# [TASK GOAL]
Write out the listing beneath this instruction in its entirety, exactly as it reads.

******

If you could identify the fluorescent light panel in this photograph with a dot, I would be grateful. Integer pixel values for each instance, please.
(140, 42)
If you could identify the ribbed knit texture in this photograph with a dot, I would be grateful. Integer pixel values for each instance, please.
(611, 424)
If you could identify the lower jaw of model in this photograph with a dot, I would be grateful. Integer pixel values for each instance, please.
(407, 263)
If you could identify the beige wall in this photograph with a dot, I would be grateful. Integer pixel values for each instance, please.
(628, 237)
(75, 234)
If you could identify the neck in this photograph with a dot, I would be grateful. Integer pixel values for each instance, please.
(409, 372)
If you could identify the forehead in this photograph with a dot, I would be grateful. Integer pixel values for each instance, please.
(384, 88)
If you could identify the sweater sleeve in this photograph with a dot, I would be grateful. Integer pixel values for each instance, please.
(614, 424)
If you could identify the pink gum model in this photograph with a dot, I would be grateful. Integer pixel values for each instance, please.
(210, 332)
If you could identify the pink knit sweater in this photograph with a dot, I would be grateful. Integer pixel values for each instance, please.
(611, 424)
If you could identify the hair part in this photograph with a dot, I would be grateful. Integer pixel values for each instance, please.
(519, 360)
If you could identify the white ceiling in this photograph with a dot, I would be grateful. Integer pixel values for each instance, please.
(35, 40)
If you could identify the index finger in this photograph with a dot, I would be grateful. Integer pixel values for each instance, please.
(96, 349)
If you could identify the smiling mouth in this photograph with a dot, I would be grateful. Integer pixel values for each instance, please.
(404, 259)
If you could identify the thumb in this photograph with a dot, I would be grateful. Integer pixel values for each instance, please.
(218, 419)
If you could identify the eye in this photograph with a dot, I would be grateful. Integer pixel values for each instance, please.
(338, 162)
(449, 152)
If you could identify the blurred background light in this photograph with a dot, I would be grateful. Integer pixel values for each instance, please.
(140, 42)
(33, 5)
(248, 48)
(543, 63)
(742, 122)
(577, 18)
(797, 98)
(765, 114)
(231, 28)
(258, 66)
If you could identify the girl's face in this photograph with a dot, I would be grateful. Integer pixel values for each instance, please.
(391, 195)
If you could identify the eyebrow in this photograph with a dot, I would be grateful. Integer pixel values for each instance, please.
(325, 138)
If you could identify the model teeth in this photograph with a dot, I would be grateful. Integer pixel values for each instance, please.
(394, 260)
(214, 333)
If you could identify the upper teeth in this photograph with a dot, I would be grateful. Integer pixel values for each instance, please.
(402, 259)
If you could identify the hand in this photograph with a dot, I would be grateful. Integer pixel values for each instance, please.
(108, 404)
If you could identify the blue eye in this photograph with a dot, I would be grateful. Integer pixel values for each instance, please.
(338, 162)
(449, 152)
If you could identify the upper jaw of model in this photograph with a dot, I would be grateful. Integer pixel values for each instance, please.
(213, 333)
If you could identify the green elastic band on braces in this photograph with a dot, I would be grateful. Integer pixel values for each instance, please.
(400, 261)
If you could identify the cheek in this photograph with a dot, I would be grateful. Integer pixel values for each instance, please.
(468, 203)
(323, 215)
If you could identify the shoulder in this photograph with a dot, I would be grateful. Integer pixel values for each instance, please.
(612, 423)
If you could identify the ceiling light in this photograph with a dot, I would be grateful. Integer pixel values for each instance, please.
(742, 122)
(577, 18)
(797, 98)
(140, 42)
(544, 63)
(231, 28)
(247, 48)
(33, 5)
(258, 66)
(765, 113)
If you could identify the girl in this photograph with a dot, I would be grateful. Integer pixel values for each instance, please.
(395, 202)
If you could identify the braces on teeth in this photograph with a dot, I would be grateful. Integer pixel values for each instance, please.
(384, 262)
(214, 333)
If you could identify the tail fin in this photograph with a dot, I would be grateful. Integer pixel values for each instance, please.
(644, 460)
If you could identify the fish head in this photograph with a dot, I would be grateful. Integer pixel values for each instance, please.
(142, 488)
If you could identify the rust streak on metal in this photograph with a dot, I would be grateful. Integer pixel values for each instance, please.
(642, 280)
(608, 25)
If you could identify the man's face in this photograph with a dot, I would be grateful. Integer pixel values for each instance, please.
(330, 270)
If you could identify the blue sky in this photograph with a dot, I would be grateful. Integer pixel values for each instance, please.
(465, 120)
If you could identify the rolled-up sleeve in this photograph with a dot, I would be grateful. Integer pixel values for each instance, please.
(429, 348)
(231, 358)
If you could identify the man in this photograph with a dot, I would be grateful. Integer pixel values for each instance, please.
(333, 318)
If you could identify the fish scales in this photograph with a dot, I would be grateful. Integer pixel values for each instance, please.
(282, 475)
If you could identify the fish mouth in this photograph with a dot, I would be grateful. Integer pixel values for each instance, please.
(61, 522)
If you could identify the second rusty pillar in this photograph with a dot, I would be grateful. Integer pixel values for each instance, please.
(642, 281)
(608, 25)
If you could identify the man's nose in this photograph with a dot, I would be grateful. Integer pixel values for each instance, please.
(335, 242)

******

# [RESULT BELOW]
If you could identify the fluorescent light panel in this photograph with a dot, I would be grateful. Integer pixel values for each instance, please.
(140, 42)
If you could identify the ribbed knit texture in this photograph with a dot, I would be grateful. Integer pixel values for each instance, please.
(611, 424)
If you could identify the lower jaw of model in this photograph with a dot, I would be grateful. Integer pixel values for each instance, please.
(407, 263)
If you could identify the beige wall in this photograph with a dot, I would be grateful. Integer pixel values for each instance, please.
(628, 237)
(75, 234)
If you could identify the neck in this photograph with a dot, I would be grateful. Integer pixel values for each instance, please.
(409, 372)
If you could identify the forehead in this photograph with a dot, I would be grateful. Integer pixel values for each instance, please.
(384, 88)
If you could identify the sweater sleeve in this photograph with a dot, I would be grateful. Integer pixel values for each instance, please.
(614, 424)
If you could identify the pink gum model in this photograph with a dot, I would be grateful. Integer pixel values for each instance, please.
(210, 332)
If you could identify the pink knit sweater in this photograph with a dot, I would be grateful. Integer pixel values for each instance, please.
(611, 424)
If you could identify the hair part in this photograph with a dot, I would be grateful. Integer pixel values for each instance, please.
(519, 360)
If you could identify the white ceiling in this photograph with a dot, I would be grateful. Integer pixel values for each instance, please.
(35, 40)
If you could identify the index finger in this photograph with a dot, I would be grateful. Integer pixel values for each instance, please.
(96, 349)
If you could identify the smiling mouth in this photograph with a dot, I would be grateful. Integer pixel values for each instance, please.
(404, 259)
If you could identify the thumb in this photograph with a dot, I would be grateful. Integer pixel values for each instance, please.
(218, 419)
If you could identify the eye in this photograph with a dot, I would be grateful. Integer pixel values for each instance, please.
(338, 162)
(449, 152)
If you could identify the blurred background light in this photograph with a dot, I would be grateful. Integer pixel values for each instance, please.
(140, 42)
(33, 5)
(248, 48)
(543, 63)
(742, 122)
(577, 18)
(797, 98)
(765, 114)
(231, 28)
(258, 66)
If you could identify the girl's face in this photograph with a dot, I would be grateful. Integer pixel values for each instance, please.
(391, 195)
If you could identify the eyebrow in this photograph with a dot, I would be grateful. Integer pixel values for each instance, please.
(325, 138)
If you could identify the model teeth in this photograph with a dot, I would be grateful. Integer pixel values for each instance, please.
(394, 260)
(214, 333)
If you could identify the upper teeth in this photograph with a dot, I would be grateful. Integer pixel values for each instance, please.
(402, 259)
If you could identify the hand in this photograph with a dot, I would be grateful. Integer pixel values for each instance, please.
(108, 404)
If you could identify the blue eye in this photograph with a dot, I would be grateful. Integer pixel values for each instance, please.
(338, 162)
(449, 152)
If you could identify the upper jaw of model in this photograph with a dot, I would be grateful. Integer pixel values for each instance, please.
(213, 333)
If you could identify the green elastic band on braces in this photograph with a dot, I would be grateful. Integer pixel values for each instance, please.
(400, 261)
If you could identify the cheek in this photograph with a dot, I would be grateful. Integer pixel values for each instance, please.
(468, 203)
(323, 215)
If you could identify the shoulder in this photograph with a dot, I would be grateful. Integer pixel values for each instance, please.
(612, 423)
If you could identify the ceiling light in this photograph with a dot, I would be grateful. Integer pixel values for each instance, please.
(742, 122)
(577, 18)
(797, 98)
(140, 42)
(544, 63)
(231, 28)
(247, 48)
(33, 5)
(258, 66)
(765, 113)
If you could identify the girl in this photograph with a dot, I would be grateful. Integer pixel values for each instance, please.
(395, 202)
If you could identify the braces on teeth in this photograph with a dot, I would be grateful. Integer pixel values for each instance, please.
(384, 262)
(214, 333)
If you could identify the tail fin in this photograph with a dot, I would be grateful. Integer pixel values for each instance, please.
(644, 460)
If you could identify the fish head in this photograph with a dot, I would be grateful. Integer pixel values for each instance, please.
(142, 488)
If you could identify the rust streak on metal in this photograph with a dot, I would be grateful. Integer pixel values for each instance, please.
(642, 280)
(608, 25)
If you could identify the man's face in this photograph with a dot, I would be grateful. Integer pixel values for each instance, please.
(330, 270)
If you could identify the blue sky in this photograph with a dot, I would be grateful. Integer pixel values for each instance, please.
(465, 120)
If you could identify the rolled-up sleeve in this photograph with a dot, I would be grateful. Integer pixel values for each instance, please.
(429, 348)
(231, 358)
If you could identify the man in this photograph with a dot, I would be grateful. Integer pixel values for each instance, please.
(333, 318)
If you could identify the fish scales in this photograph with a dot, I would be grateful. Integer pixel values for each instance, please.
(282, 475)
If you could identify the fish mouth in this photograph with a dot, I would be grateful. Integer pixel values for each instance, please.
(61, 522)
If you could identify the second rusty pillar in this photograph with a dot, I would be grateful. Integer pixel values for each instance, please.
(642, 281)
(608, 25)
If you could identify the man's nose in this photograph with a dot, I would be grateful. Integer pixel values for each instance, please.
(335, 242)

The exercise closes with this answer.